Every entry must come back exactly as it was given.

____

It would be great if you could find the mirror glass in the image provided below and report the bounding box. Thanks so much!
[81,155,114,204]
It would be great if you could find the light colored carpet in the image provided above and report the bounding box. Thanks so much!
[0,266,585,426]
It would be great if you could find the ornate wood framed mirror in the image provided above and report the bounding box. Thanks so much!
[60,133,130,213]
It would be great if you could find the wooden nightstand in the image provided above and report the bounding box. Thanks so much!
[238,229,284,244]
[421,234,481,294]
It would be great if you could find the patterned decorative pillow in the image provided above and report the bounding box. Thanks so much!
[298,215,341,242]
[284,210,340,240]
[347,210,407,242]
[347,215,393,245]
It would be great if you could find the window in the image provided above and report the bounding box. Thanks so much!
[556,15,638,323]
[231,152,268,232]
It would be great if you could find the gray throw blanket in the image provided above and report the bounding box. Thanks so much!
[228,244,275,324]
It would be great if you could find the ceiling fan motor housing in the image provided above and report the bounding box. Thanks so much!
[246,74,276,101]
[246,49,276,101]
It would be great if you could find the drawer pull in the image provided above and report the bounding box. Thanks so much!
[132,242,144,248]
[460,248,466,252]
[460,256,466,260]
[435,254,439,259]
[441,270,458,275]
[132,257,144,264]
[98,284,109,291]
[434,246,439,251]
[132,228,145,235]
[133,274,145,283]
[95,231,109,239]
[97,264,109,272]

____

Answer:
It would be great if you could find the mirror glass in the image provided below and report the bounding box. Thanks so much!
[81,155,114,204]
It would be great if you could find the light colored carpet in the image provided above and report the bounding box. Thanks so much!
[0,266,585,426]
It would be great if you could find the ornate wood framed mirror in the image provided above and report the bounding box. Thanks so much!
[60,133,130,213]
It would be great if you could find the wooden nightstand in the image provided above and report the bounding box. Thanks so much!
[238,229,284,244]
[421,234,481,294]
It would be great if you could find the patterned decorative pillow in the image provided above and report the bounding box. Thanks so much!
[298,215,341,242]
[284,210,340,240]
[347,210,407,242]
[347,215,393,245]
It would be great if you could find the window in the image provided above and report the bounding box. Thanks so much!
[556,15,638,323]
[231,152,268,232]
It would be great if you could find the gray throw blanket in the image provided above and report the bounding box. Thanks so much!
[228,244,275,324]
It would be great if you could find the ceiling fan motor housing in the image provided above and report the bounding box. Thanks so much!
[246,74,276,101]
[246,49,276,101]
It would be great if you could find the drawer pull in the image provided above and report the bounding box. Thanks so much!
[132,242,144,248]
[460,248,466,252]
[460,256,466,260]
[435,254,439,259]
[441,270,458,275]
[132,257,144,264]
[98,284,109,291]
[434,246,439,251]
[132,228,145,235]
[133,274,145,283]
[95,231,109,239]
[97,264,109,272]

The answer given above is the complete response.